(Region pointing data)

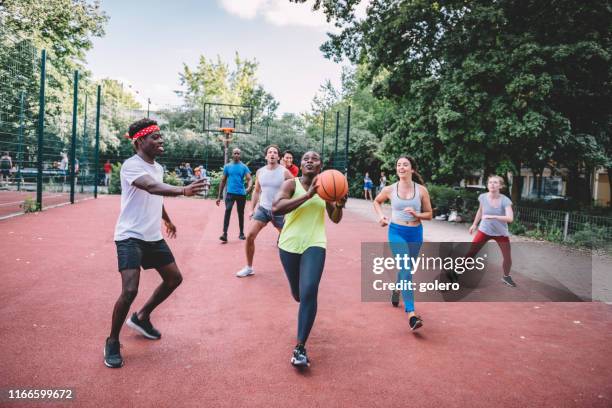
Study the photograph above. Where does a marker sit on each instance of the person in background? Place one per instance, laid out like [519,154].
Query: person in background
[108,168]
[288,162]
[367,187]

_Your task_
Exclude the pictures and reproduce every entry exactly.

_Exercise solution_
Study the photograph above. Where does a marker sit on each instance of the person in background? Place one per instance, laid out like [519,154].
Query: person in background
[108,168]
[288,162]
[367,187]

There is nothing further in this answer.